____ GIVEN RECORDS

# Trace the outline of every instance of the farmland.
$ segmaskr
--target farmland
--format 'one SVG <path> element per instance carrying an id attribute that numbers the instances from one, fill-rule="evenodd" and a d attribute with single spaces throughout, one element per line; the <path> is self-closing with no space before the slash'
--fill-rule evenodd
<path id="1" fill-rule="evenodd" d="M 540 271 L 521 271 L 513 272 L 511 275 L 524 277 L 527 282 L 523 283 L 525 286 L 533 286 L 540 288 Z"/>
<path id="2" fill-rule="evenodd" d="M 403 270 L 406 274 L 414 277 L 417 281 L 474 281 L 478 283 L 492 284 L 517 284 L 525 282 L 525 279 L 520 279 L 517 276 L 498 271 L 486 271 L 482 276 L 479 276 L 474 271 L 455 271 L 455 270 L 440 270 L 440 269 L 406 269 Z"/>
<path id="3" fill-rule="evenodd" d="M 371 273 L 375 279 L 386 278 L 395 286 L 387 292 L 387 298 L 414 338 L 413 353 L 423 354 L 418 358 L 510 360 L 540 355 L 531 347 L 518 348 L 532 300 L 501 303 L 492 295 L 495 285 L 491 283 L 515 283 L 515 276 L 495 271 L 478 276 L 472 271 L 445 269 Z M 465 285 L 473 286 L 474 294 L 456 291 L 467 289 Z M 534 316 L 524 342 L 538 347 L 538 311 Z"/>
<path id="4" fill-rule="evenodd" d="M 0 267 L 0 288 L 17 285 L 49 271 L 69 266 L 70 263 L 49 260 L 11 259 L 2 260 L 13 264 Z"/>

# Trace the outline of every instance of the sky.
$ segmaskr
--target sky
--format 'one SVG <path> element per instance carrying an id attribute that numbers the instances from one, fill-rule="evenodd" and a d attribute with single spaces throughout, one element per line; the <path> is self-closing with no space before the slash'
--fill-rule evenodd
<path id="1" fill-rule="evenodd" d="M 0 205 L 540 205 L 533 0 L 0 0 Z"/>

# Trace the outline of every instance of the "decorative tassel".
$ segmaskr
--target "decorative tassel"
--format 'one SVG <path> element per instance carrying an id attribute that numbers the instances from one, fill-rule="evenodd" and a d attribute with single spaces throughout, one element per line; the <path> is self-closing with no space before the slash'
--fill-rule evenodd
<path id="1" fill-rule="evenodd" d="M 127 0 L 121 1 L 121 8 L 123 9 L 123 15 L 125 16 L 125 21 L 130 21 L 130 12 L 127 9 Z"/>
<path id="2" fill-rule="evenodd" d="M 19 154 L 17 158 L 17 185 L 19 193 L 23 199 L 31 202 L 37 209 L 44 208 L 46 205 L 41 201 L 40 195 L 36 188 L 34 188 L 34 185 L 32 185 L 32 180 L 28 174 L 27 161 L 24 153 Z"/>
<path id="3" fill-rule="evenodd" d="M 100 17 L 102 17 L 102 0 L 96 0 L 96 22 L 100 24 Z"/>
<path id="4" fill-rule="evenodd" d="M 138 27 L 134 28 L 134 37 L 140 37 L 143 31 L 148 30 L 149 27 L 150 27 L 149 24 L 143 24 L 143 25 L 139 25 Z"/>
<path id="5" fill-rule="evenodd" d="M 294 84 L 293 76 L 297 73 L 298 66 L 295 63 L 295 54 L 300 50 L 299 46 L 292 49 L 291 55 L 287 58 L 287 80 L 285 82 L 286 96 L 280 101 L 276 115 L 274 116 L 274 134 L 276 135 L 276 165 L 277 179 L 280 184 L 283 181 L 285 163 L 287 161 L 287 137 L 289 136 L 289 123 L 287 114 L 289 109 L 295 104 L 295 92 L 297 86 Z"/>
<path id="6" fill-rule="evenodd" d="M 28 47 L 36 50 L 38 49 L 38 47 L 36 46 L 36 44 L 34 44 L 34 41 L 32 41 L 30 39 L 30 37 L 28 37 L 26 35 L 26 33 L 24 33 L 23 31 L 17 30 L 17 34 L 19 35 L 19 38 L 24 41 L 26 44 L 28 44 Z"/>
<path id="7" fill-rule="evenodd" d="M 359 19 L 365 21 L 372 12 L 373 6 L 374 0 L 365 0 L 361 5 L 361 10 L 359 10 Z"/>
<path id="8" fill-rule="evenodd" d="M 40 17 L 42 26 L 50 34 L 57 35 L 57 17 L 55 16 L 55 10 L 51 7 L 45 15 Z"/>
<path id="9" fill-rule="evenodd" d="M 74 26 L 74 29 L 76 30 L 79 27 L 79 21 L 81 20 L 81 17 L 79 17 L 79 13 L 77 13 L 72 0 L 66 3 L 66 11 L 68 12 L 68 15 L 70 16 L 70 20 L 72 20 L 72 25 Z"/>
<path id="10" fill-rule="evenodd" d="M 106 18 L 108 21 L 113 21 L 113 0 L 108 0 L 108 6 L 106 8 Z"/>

________

Go through the data and copy each line exactly as it reads.

# Trace the outline of every instance of the farmland.
$ segmaskr
--target farmland
--format 'one SVG <path> element per instance carrying an id attribute that numbers the instances from one, fill-rule="evenodd" and a d attribute with single spaces throughout, one element per line; the <path> is self-closing with no space before the slash'
--fill-rule evenodd
<path id="1" fill-rule="evenodd" d="M 540 271 L 521 271 L 513 272 L 511 275 L 524 277 L 527 282 L 523 283 L 525 286 L 533 286 L 540 288 Z"/>
<path id="2" fill-rule="evenodd" d="M 403 270 L 406 274 L 414 277 L 417 281 L 474 281 L 478 283 L 492 284 L 517 284 L 525 282 L 525 279 L 520 279 L 517 276 L 498 271 L 486 271 L 482 276 L 479 276 L 474 271 L 455 271 L 455 270 L 440 270 L 440 269 L 406 269 Z"/>
<path id="3" fill-rule="evenodd" d="M 371 273 L 375 279 L 386 278 L 395 286 L 387 292 L 387 298 L 414 338 L 413 353 L 423 354 L 418 358 L 510 360 L 540 355 L 531 347 L 518 348 L 532 300 L 501 303 L 492 295 L 495 285 L 491 283 L 515 283 L 515 276 L 495 271 L 478 276 L 472 271 L 445 269 Z M 465 285 L 473 286 L 474 294 L 456 291 L 467 289 Z M 534 316 L 524 342 L 538 347 L 538 311 Z"/>
<path id="4" fill-rule="evenodd" d="M 0 267 L 0 288 L 17 285 L 49 271 L 69 266 L 70 263 L 49 260 L 11 259 L 2 260 L 13 264 Z"/>

# Trace the outline of every instance of the sky.
$ segmaskr
--target sky
--format 'one SVG <path> element per instance carrying an id attribute that numbers the instances from one, fill-rule="evenodd" and a d attribute with single spaces throughout, one element per line; the <path> is self-closing with no space before the slash'
--fill-rule evenodd
<path id="1" fill-rule="evenodd" d="M 0 205 L 540 205 L 533 0 L 0 0 Z"/>

# Trace the outline of every instance of the "decorative tassel".
$ segmaskr
--target "decorative tassel"
--format 'one SVG <path> element per instance carrying an id attribute that numbers the instances from one, fill-rule="evenodd" and a d attribute with single spaces throughout, one element per line; the <path> is self-closing with no space before the slash'
--fill-rule evenodd
<path id="1" fill-rule="evenodd" d="M 127 0 L 121 1 L 121 8 L 123 9 L 123 15 L 125 16 L 125 21 L 130 21 L 130 12 L 127 9 Z"/>
<path id="2" fill-rule="evenodd" d="M 19 154 L 17 158 L 17 185 L 19 193 L 23 199 L 31 202 L 37 209 L 44 208 L 46 205 L 41 201 L 40 195 L 36 188 L 34 188 L 34 185 L 32 185 L 32 180 L 28 174 L 27 161 L 24 153 Z"/>
<path id="3" fill-rule="evenodd" d="M 100 17 L 102 17 L 102 0 L 96 0 L 96 22 L 100 24 Z"/>
<path id="4" fill-rule="evenodd" d="M 138 27 L 134 28 L 134 37 L 140 37 L 143 31 L 148 30 L 149 27 L 150 27 L 149 24 L 143 24 L 143 25 L 139 25 Z"/>
<path id="5" fill-rule="evenodd" d="M 294 84 L 293 76 L 297 73 L 298 66 L 295 63 L 295 54 L 300 50 L 299 46 L 292 49 L 291 55 L 287 58 L 287 80 L 285 82 L 286 96 L 280 101 L 276 115 L 274 116 L 274 134 L 276 135 L 276 165 L 277 179 L 280 184 L 283 181 L 285 163 L 287 161 L 287 137 L 289 136 L 289 123 L 287 114 L 289 109 L 295 104 L 295 92 L 297 86 Z"/>
<path id="6" fill-rule="evenodd" d="M 28 47 L 36 50 L 38 49 L 38 47 L 36 46 L 36 44 L 34 44 L 34 41 L 32 41 L 30 39 L 30 37 L 28 37 L 26 35 L 26 33 L 24 33 L 23 31 L 17 30 L 17 34 L 19 35 L 19 38 L 24 41 L 26 44 L 28 44 Z"/>
<path id="7" fill-rule="evenodd" d="M 359 19 L 365 21 L 372 12 L 373 6 L 374 0 L 365 0 L 361 5 L 361 10 L 359 10 Z"/>
<path id="8" fill-rule="evenodd" d="M 40 17 L 42 26 L 50 34 L 57 35 L 57 17 L 55 16 L 55 10 L 51 7 L 45 15 Z"/>
<path id="9" fill-rule="evenodd" d="M 74 26 L 74 29 L 76 30 L 79 27 L 79 21 L 81 20 L 81 17 L 79 17 L 79 13 L 77 13 L 72 0 L 66 3 L 66 11 L 68 12 L 68 15 L 70 16 L 70 20 L 72 20 L 72 25 Z"/>
<path id="10" fill-rule="evenodd" d="M 106 18 L 108 21 L 113 21 L 113 0 L 108 0 L 108 6 L 106 8 Z"/>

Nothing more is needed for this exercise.